**Teks Hasil Ekstraksi**:
Rabu 09 Sep 2015 17:10 WIB

KPK: 82 Persen Koruptor Berpendidikan Tinggi

Massa yang tergabung dalam Pijar Indonesia menggelar lukisan para koruptor di Bundaran HI, Jakarta, Ahad (25/3).  (Republika/Agung Supriyanto)
Massa yang tergabung dalam Pijar Indonesia menggelar lukisan para koruptor di Bundaran HI, Jakarta, Ahad (25/3). (Republika/Agung Supriyanto)

REPUBLIKA.CO.ID, SURABAYA -- Direktur Direktorat bidang Pendidikan dan Pelayanan Masyarakat Komisi Pemberantasan Korupsi (KPK), Sujarnako, mengemukakan sebanyak 75 persen pelaku korupsi adalah lulusan pendidikan tinggi yang menjabat di lingkungan pemerintah kabupaten, kota, ataupun provinsi.

"Menurut data ACFE (Association of Fraud Examiners), sebanyak 75 persen pelaku 'fraud' (termasuk tindak korupsi) di dunia dan bahkan 82 persen di Indonesia adalah lulusan pendidikan tinggi," kata Sujarnako yang mengisi "Workshop Pencegahan Korupsi di Indonesia dengan Peran Perguruan Tinggi dalam Pendidikan Budi Pekerti dan Agama" di Universitas Katolik Widya Mandala Surabaya (UKWMS), Rabu (9/9).

**Cuplikan Data**:
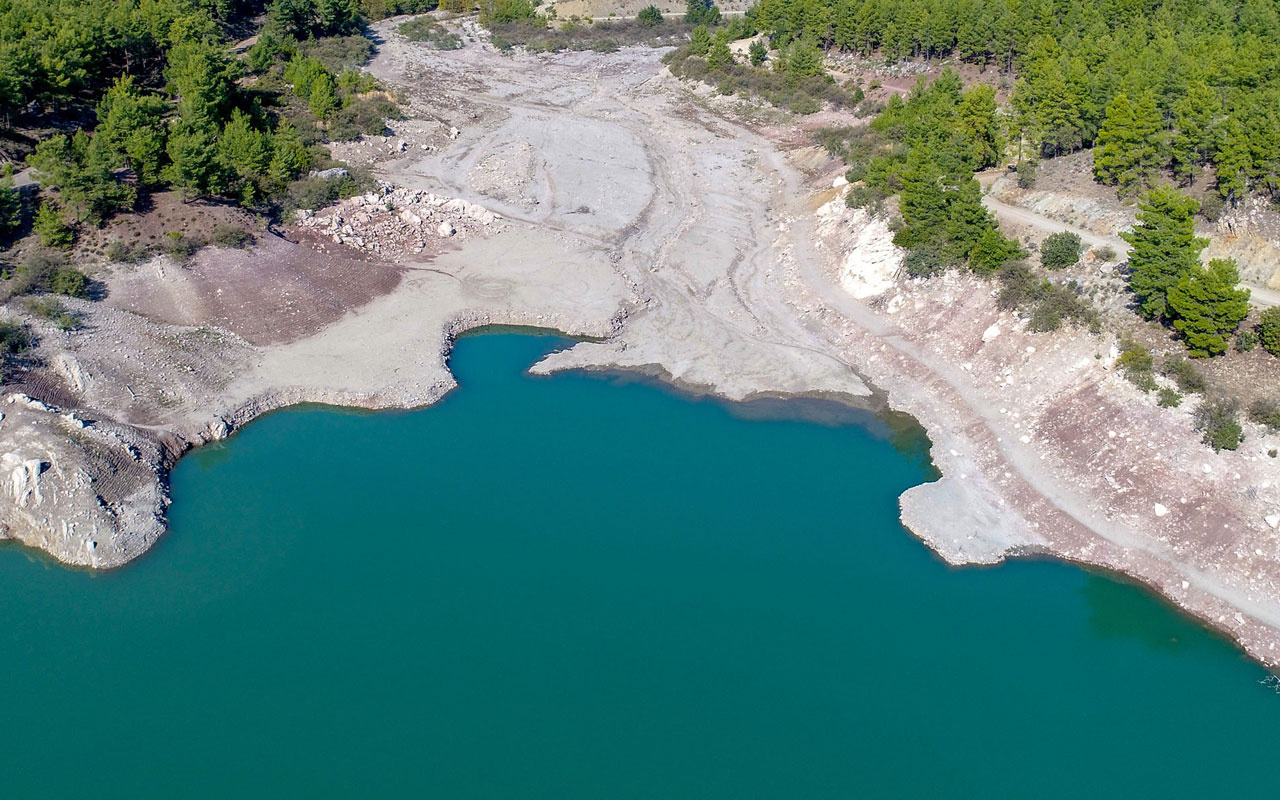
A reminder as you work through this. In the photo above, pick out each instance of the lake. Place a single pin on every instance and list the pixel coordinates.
(586, 586)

**Tujuan Tugas**:
**1)** Salin ulang bagian berita tentang koruptor berpendidikan tinggi, mulai dari kata-kata yang memuat "Rabu 09 Sep" dan berhenti setelah "(25/3). (Republika/Agung Supriyanto)".
**2)** Teruskan berita tentang koruptor berpendidikan tinggi mulai sesudah kalimat terakhirnya.

**Jawaban Soal**:
**1)**
Rabu 09 Sep 2015 17:10 WIB

KPK: 82 Persen Koruptor Berpendidikan Tinggi

Massa yang tergabung dalam Pijar Indonesia menggelar lukisan para koruptor di Bundaran HI, Jakarta, Ahad (25/3).  (Republika/Agung Supriyanto)
Massa yang tergabung dalam Pijar Indonesia menggelar lukisan para koruptor di Bundaran HI, Jakarta, Ahad (25/3). (Republika/Agung Supriyanto)

**2)**
Ia mengatakan, faktor terjadinya korupsi, antara lain, faktor politik, hukum, ekonomi, serta organisasi, sedangkan akar penyebab korupsi adalah krisis identitas dan orientasi kemanusiaan, kegagalan pendidikan, lemahnya kontrol dalam keluarga, aktualisasi agama terlalu normatif serta proses politik.

Menurut dia, ada sekitar 1.365 kasus korupsi yang telah berkekuatan hukum tetap atau in kracht dari rentang waktu 2001 hingga saat ini. Jika diestimasi, kerugian negara mencapai Rp168,19 triliun. Tetapi, jumlah uang yang berpotensi kembali ke negara hanya Rp 15,09 triliun atau sekitar 8,97 persen.

Chairman Association of Fraud Examiners East Java Region, Romanus Wilopo, menyatakan menurut ACFE (Association of Fraud Examiners) kerugian negara pada 2013 di seluruh dunia diakibatkan fraud atau white collar crime mencapai 3,7 miliar dolar AS atau setara dengan 30 persen dari uang rakyat dikorupsi.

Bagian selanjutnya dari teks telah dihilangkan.